PASSAGE PROVIDED =
►
# My wife is pregnant, again!!!



## kahoolawe (Mar 22, 2011)

My wife is pregnant, again!!!
We had our first baby 2.5 years ago. My son is about to get a sibling!
My wife is almost three months already!!!


----------



## Lisa Scott (Apr 4, 2011)

Congrats to you both!  Hope it's an easy pregnancy.


----------



## kahoolawe (Mar 22, 2011)

Lisa Scott said:


> Congrats to you both! Hope it's an easy pregnancy.


I hear that! She's better off this time around for sure.
I'm proud of her. She's a hero, indeed!


----------



## Aris Whittier (Sep 21, 2010)

HUGE congrats!!!!!!!!!  

It looks like you might have a May baby, yes?


----------



## Alle Meine Entchen (Dec 6, 2009)

congrats!  Our 2nd is coming in around 27 days (not that I'm counting or anything, I'd just like to put on socks like a normal person) and our DD is starting to get the idea that she's not going to be the only one bossing me around anymore.  Just remember when she cries, it's probably not your fault (I get teary eyed when DH and I would discuss home improvement ideas, for some strange reason) and not laugh when she's craving french fries.


----------



## kahoolawe (Mar 22, 2011)

Aris Whittier said:


> HUGE congrats!!!!!!!!!
> 
> It looks like you might have a May baby, yes?


You are correct!!! mid-late May!!!
We're excited and all we want is "healthy"!!!


----------



## kahoolawe (Mar 22, 2011)

Alle Meine Entchen said:


> congrats! Our 2nd is coming in around 27 days (not that I'm counting or anything, I'd just like to put on socks like a normal person) and our DD is starting to get the idea that she's not going to be the only one bossing me around anymore. Just remember when she cries, it's probably not your fault (I get teary eyed when DH and I would discuss home improvement ideas, for some strange reason) and not laugh when she's craving french fries.


I can already tell that my toddler son knows something has shifted in his universe.
It's almost funny.


----------



## Moppet (Sep 30, 2011)

Congrats!  That's almost the exact same timing I had with my two kids, and so far so good.

Tell your wife she has my sympathies.  I found running after a toddler while baking a new one to be exhausting!  But totally worth it.


----------



## momilp (Jan 11, 2010)

Congrats! Love reading such wonderful news, makes my day shinier


----------



## Sarah Woodbury (Jan 30, 2011)
◄
DATA SECTION =
►
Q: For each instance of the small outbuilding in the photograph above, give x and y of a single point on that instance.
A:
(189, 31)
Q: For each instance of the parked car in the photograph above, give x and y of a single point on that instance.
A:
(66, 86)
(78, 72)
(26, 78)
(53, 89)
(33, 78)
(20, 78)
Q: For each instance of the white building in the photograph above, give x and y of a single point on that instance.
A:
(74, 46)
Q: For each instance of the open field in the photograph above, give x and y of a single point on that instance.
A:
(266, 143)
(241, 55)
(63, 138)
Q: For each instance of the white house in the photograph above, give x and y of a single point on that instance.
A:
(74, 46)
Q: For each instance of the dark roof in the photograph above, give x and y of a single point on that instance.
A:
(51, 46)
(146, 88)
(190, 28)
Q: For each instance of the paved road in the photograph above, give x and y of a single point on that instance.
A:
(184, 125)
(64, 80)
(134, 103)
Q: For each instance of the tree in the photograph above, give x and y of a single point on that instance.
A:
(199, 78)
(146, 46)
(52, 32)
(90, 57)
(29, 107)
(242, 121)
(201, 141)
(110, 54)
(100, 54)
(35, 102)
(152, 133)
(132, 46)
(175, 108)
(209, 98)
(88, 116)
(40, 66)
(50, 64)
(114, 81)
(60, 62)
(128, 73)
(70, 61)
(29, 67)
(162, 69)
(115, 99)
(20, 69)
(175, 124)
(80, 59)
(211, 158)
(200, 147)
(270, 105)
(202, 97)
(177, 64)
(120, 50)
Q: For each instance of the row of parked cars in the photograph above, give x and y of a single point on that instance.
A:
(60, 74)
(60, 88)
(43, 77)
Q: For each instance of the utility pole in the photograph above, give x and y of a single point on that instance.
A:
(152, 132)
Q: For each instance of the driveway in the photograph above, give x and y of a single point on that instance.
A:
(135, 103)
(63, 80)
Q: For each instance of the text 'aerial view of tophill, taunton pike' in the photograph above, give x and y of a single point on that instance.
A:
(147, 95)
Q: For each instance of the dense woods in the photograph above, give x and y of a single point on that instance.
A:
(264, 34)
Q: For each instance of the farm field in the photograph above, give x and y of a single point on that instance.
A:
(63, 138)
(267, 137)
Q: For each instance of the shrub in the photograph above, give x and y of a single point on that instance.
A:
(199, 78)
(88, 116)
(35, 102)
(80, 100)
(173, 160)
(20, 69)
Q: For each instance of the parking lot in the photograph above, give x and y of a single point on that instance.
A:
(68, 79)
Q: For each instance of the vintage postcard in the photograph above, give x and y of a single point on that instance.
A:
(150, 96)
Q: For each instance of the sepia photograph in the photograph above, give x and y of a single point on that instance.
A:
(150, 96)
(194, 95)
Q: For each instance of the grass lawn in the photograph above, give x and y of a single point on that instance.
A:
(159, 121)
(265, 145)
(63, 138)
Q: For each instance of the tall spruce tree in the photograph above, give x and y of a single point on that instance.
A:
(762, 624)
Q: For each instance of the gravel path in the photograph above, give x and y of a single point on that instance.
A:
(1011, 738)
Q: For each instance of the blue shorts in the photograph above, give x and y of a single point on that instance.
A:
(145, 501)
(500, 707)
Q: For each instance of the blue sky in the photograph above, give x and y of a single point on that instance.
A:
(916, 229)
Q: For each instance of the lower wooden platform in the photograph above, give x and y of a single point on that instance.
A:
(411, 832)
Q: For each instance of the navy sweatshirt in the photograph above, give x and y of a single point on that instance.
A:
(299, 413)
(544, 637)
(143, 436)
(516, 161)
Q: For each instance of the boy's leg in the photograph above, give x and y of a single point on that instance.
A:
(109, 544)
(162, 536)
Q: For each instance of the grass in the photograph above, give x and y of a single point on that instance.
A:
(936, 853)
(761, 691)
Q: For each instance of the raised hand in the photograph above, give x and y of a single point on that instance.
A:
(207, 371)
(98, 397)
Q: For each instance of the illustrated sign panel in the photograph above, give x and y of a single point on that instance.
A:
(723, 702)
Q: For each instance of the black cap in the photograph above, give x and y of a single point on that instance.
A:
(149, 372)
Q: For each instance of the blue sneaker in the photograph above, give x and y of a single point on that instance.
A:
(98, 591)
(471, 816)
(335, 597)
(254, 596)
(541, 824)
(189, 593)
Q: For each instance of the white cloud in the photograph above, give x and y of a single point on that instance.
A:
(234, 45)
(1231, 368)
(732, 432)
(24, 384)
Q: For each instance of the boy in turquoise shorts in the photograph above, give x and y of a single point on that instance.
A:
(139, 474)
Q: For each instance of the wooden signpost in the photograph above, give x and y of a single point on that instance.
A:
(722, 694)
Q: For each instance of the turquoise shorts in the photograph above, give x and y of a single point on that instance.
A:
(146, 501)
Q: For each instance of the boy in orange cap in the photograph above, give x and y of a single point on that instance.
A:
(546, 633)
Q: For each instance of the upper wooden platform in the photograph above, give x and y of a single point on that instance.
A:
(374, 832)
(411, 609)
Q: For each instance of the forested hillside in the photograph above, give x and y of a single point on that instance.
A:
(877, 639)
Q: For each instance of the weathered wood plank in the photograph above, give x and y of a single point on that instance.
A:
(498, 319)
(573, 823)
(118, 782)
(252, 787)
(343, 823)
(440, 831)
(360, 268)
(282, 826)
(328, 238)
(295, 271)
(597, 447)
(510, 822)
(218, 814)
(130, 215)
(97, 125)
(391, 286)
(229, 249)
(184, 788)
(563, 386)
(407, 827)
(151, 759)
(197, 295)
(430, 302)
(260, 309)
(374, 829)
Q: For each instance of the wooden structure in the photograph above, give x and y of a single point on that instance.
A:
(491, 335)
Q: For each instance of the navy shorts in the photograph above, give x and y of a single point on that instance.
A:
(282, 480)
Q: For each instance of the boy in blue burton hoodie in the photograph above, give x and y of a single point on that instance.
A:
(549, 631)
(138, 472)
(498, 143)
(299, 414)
◄
WHAT YOU SHOULD DO = In the pregnancy forum thread, when does kahoolawe say the new baby is expected?

TASK SOLUTION = Mid-late May.